Write out every entry exactly as it appears.

** START OF RECORDS SUPPLIED **

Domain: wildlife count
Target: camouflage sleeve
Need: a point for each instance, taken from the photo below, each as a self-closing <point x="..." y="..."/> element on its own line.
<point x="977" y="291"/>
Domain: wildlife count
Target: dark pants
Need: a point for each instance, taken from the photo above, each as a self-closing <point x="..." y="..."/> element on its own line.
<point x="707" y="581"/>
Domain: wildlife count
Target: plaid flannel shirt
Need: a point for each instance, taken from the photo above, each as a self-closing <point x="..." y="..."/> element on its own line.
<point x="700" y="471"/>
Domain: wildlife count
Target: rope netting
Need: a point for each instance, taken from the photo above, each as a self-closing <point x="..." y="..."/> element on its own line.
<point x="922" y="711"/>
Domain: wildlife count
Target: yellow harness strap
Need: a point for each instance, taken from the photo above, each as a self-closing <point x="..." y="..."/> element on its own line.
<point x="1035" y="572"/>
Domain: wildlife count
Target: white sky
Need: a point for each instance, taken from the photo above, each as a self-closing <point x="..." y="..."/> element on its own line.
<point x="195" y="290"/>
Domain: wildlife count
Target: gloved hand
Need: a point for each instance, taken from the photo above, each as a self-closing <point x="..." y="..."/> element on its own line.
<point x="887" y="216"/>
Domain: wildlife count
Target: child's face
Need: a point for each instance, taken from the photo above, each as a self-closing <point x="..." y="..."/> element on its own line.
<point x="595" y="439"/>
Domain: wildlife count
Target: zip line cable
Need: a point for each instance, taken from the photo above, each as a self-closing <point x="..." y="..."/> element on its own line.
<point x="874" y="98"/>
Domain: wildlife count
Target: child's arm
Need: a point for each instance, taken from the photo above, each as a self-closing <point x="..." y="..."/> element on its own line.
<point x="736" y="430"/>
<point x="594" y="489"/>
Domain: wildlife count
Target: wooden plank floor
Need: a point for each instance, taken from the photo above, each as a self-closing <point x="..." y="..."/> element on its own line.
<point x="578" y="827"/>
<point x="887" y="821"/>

** END OF RECORDS SUPPLIED **

**EXPECTED ANSWER**
Domain: wildlife count
Target: camouflage sleeve
Need: a point for each instance, taken from the photo below, each as a self-closing <point x="..." y="..."/> element on its own line.
<point x="977" y="291"/>
Domain: wildlife count
Target: dark pants
Need: a point for each instance, taken from the photo above, each as a self-closing <point x="..." y="..."/> element on its own line.
<point x="707" y="581"/>
Domain: wildlife count
Target: plaid flannel shirt
Need: a point for each instance, taken from the photo above, each as a self-closing <point x="..." y="..."/> element on its own line.
<point x="700" y="471"/>
Domain: wildlife count
Target: rope netting
Need: a point for each instance, taken from the photo above, each as a self-closing <point x="..." y="..."/> element on its own line.
<point x="922" y="711"/>
Domain: wildlife count
Target: yellow harness strap
Need: a point for each instance, taken from the photo above, each as a self-closing <point x="..." y="..."/> element on its own line.
<point x="1035" y="572"/>
Domain: wildlife count
Target: white sky
Need: a point for each instance, taken from the photo above, each as a self-closing <point x="..." y="..."/> element on its own line.
<point x="195" y="290"/>
Domain: wildlife count
Target: gloved hand
Need: a point for each instance, taken from the photo above, each as a self-closing <point x="..." y="..."/> element on its own line.
<point x="887" y="216"/>
Domain: wildlife count
Target: child's face
Need: a point for each instance, taken from the photo above, each as a self-closing <point x="..." y="..."/> element on its own line.
<point x="595" y="439"/>
Domain: wildlife count
Target: zip line cable
Need: a point for each instance, taken from the photo above, each as a self-closing <point x="..." y="..."/> element on its own line.
<point x="874" y="98"/>
Domain: wildlife count
Target: child's arm
Need: a point for each instance, taken from the photo above, each as a self-closing <point x="..." y="..."/> element on its own line.
<point x="736" y="430"/>
<point x="594" y="489"/>
Domain: wildlife count
Target: wooden plank floor
Need: a point for each instance, taken from the photo above, each as a self-closing <point x="..." y="..."/> element on its own line.
<point x="578" y="827"/>
<point x="887" y="821"/>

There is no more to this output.